Study text |
####
Sustainability, sustainability, sustainability. It’s an issue on so many people’s minds. With London a powerhouse of innovation, it’s our duty to become the solution. At Canary Wharf, we’re doing just that. We’re setting goals, partnering with brilliant companies, and winning awards – all in the name of sustainability. As an example of this we recently shared that we have partnered with the Eden Project to help nature thrive in urban environments.
Understanding sustainability terms
When we talk about ‘our fight against climate change’ at Canary Wharf and Vertus, here’s what we’re really saying:
When we say we’re aiming to be net-zero carbon, we mean we’re slashing carbon emissions. How? To do this, we’re designing the efficient buildings, maximising onsite renewables across our Estate, using a fleet of low emission vehicles to transport resources and changing operations to reduce emissions. We have already reduced our Scope 1&2 emissions by 49%. We were the first in our sector to sign The Climate Pledge, co-founded by Amazon, and commit to being net-zero carbon by 2040 evidence how we are working with industry to drive solutions. We’ve taken it one step further by setting approved Science-Based Targets, and a corporate target to achieve net-zero carbon by 2030.
####
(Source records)
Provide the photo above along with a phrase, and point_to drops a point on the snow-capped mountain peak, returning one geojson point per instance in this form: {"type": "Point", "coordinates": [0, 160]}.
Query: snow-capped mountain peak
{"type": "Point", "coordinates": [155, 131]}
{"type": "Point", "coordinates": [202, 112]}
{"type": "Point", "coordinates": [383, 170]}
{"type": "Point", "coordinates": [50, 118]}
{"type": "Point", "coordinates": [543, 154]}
####
What you have to do | Continue the Canary Wharf sustainability text from the point where it stops. The lines above are not needed for the task.

Expected answer |
These are energy sources derived from non-fossil sources we can use again and again, then replace naturally – like hydropower, geothermal, wind, solar, and biomass energy from plants or animals. We’re proud that 100% of Canary Wharf Group’s (CWG) electricity has come from renewable sources since 2012. On top of that, we've used more than 30,000 cubic metres of FSC-certified timber. It means we can be confident our timber comes from strictly regulated and responsibly managed forests, or recycled sources. CWG now has 37 FSC-certified buildings to their name.
To explain zero waste, we need to introduce the three R’s: reduce, reuse, recycle. The goal is to create a system where instead of rubbish being thrown away, it becomes a resource. We’ve been applying ‘circular economy’ ideals to our operations for years. On the Estate, coffee grounds are converted to fertiliser for our gardens, food waste is processed and the energy created powers 2,000 London homes, unneeded furniture is donated to charities, and none of our waste from managed areas has been sent to landfill since 2009. Our long-term strategy is to bring all of our resource and recycling management in-house.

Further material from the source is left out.